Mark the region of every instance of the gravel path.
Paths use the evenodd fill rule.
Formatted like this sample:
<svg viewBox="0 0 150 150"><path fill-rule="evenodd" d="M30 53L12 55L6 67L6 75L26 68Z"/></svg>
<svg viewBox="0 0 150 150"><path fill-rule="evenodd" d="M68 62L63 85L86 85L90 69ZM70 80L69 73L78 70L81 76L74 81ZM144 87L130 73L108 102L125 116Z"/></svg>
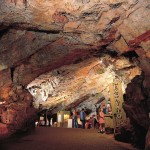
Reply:
<svg viewBox="0 0 150 150"><path fill-rule="evenodd" d="M37 127L34 132L0 143L0 150L135 150L94 129Z"/></svg>

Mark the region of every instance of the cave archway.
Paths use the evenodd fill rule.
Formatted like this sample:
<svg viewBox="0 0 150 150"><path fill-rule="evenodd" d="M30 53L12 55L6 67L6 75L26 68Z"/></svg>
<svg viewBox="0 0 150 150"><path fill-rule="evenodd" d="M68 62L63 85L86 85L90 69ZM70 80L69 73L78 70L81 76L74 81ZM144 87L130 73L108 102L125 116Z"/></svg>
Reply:
<svg viewBox="0 0 150 150"><path fill-rule="evenodd" d="M44 85L42 81L35 87L29 83L48 72L53 74L53 79L47 82L51 91L40 91L45 103L54 97L54 88L60 90L60 77L76 83L75 86L67 85L66 89L72 86L73 91L80 92L79 97L71 92L66 95L60 92L63 96L60 109L72 107L69 104L76 100L80 102L80 98L81 101L87 97L92 99L99 92L108 99L107 86L117 76L126 93L125 111L133 124L147 131L150 112L149 5L149 0L1 0L0 134L11 135L32 122L36 110L28 89L33 93L32 90L42 89ZM68 76L74 69L75 78L82 78L78 81L69 79L65 67ZM64 102L65 99L68 101ZM141 115L136 115L138 112Z"/></svg>
<svg viewBox="0 0 150 150"><path fill-rule="evenodd" d="M39 104L48 108L62 105L59 109L63 110L84 101L94 106L101 97L106 101L110 99L109 85L115 78L121 81L125 93L127 84L140 74L141 69L129 58L103 54L40 75L28 84L27 89L35 98L36 108ZM81 101L83 97L87 99Z"/></svg>

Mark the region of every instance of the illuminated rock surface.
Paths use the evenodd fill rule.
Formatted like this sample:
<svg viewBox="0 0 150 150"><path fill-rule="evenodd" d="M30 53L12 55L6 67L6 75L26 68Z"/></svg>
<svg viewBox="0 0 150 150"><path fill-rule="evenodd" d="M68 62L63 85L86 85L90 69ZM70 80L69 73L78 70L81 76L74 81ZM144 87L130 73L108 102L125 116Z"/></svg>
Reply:
<svg viewBox="0 0 150 150"><path fill-rule="evenodd" d="M134 82L125 104L135 102L135 112L144 109L148 116L149 15L149 0L1 0L1 134L23 128L34 115L27 88L31 93L40 89L36 107L41 100L54 112L91 107L100 97L109 99L108 84L115 75L124 91ZM143 80L134 81L141 71ZM129 117L147 130L142 117Z"/></svg>

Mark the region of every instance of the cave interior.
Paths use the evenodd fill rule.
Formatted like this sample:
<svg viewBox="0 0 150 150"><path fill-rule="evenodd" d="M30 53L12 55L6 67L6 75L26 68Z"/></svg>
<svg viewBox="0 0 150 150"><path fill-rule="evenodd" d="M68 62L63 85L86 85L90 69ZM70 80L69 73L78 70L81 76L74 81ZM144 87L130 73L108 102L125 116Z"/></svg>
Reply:
<svg viewBox="0 0 150 150"><path fill-rule="evenodd" d="M0 137L31 128L39 108L92 115L117 79L125 128L148 150L149 15L149 0L1 0Z"/></svg>

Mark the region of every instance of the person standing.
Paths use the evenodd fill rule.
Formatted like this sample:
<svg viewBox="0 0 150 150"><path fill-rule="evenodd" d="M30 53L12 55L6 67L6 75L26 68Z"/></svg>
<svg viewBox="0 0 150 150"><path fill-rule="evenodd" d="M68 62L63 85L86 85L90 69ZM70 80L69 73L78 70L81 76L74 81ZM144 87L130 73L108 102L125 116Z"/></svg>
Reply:
<svg viewBox="0 0 150 150"><path fill-rule="evenodd" d="M107 110L107 114L111 114L110 102L107 103L107 105L106 105L106 110Z"/></svg>
<svg viewBox="0 0 150 150"><path fill-rule="evenodd" d="M78 128L78 121L77 121L77 111L76 109L73 110L73 126L74 128Z"/></svg>
<svg viewBox="0 0 150 150"><path fill-rule="evenodd" d="M97 119L97 116L98 115L95 115L94 117L93 117L93 128L94 129L96 129L97 128L97 126L98 126L98 119Z"/></svg>
<svg viewBox="0 0 150 150"><path fill-rule="evenodd" d="M85 117L86 117L86 114L85 114L85 111L84 111L84 108L82 108L82 110L80 111L80 121L82 122L82 129L85 129Z"/></svg>
<svg viewBox="0 0 150 150"><path fill-rule="evenodd" d="M47 125L47 110L44 112L44 126Z"/></svg>
<svg viewBox="0 0 150 150"><path fill-rule="evenodd" d="M100 127L99 127L100 131L98 133L104 133L105 132L105 117L104 117L103 108L100 108L99 124L100 124Z"/></svg>
<svg viewBox="0 0 150 150"><path fill-rule="evenodd" d="M106 114L106 105L104 102L102 102L101 108L103 109L103 113Z"/></svg>
<svg viewBox="0 0 150 150"><path fill-rule="evenodd" d="M47 119L48 119L48 125L49 125L49 127L51 126L51 116L52 116L52 113L49 110L48 113L47 113Z"/></svg>
<svg viewBox="0 0 150 150"><path fill-rule="evenodd" d="M96 111L96 115L98 115L99 114L99 107L96 104L95 104L95 111Z"/></svg>

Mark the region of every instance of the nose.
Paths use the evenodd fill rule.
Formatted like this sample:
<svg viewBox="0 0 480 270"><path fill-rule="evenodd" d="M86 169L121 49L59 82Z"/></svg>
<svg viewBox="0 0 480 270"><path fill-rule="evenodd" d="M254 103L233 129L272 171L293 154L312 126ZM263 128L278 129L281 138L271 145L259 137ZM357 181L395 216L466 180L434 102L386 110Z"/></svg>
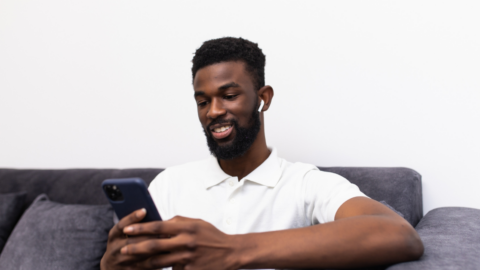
★ ★ ★ ★
Only lines with the string "cave" belong in the answer; copy each of them from the listing.

Mark the region of every instance of the cave archway.
Mark the region of every instance of the cave interior.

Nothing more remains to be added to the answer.